* WORK TASK *
Take the entries that follow and return exactly the lines from the one holding "Target: sky" through the one holding "604, row 51.", both included. Nothing else is needed.

* EXTRACTED RECORDS *
----

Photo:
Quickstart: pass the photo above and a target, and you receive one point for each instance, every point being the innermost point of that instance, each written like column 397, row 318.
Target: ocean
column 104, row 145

----

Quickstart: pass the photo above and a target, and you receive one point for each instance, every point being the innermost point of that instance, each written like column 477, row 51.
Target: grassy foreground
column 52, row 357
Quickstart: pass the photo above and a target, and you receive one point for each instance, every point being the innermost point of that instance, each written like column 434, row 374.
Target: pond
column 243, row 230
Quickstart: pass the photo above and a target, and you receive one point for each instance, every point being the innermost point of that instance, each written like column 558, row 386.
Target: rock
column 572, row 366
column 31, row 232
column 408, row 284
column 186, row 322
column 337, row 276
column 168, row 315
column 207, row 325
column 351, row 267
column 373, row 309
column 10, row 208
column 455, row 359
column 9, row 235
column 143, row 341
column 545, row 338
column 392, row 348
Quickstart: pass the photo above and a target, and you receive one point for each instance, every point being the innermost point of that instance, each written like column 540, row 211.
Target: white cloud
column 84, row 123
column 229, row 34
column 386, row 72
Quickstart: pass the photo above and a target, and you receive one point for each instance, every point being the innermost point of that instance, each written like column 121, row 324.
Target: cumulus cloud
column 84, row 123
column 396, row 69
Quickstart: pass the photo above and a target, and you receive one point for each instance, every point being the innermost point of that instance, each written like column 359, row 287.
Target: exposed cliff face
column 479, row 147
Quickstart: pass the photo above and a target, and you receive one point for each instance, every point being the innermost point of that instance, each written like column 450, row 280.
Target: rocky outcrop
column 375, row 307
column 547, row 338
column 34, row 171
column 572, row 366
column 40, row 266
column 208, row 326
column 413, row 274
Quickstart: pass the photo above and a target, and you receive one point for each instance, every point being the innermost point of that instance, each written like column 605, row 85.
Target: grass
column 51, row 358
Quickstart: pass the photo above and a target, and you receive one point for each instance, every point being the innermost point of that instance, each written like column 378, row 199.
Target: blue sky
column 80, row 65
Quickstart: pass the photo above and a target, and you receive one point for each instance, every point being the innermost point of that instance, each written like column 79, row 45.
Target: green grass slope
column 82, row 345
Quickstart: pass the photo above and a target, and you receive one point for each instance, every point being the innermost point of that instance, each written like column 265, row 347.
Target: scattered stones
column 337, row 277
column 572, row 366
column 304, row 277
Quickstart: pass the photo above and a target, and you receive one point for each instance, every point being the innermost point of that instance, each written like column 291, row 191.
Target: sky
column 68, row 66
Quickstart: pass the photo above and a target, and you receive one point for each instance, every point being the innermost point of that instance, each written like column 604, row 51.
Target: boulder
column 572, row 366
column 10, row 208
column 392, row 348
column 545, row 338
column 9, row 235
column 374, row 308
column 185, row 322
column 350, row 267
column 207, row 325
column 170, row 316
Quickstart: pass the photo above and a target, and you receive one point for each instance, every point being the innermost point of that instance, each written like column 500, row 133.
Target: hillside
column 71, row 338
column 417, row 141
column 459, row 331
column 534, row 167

----

* SOLUTION FOR THIS PROBLEM *
Target: sky
column 68, row 66
Quickstart: pass the photo above and a target, and you receive one point for each instance, every point being the innermost point of that instance, each written like column 604, row 51.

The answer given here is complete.